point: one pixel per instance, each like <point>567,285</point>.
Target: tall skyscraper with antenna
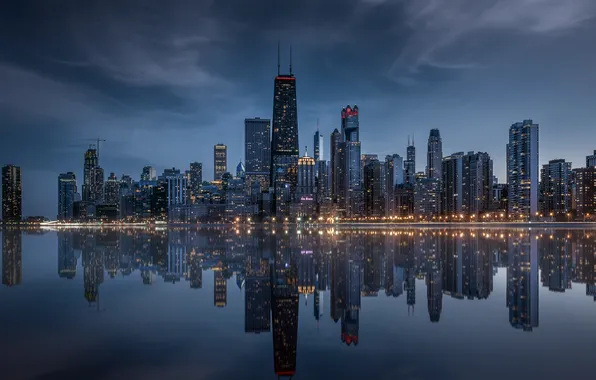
<point>284,139</point>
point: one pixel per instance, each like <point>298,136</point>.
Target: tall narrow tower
<point>284,140</point>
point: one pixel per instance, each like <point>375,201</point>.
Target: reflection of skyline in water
<point>273,270</point>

++++++++++++++++++++

The task:
Reply with one number: the count of lines in the entries that include the word "instance".

Reply:
3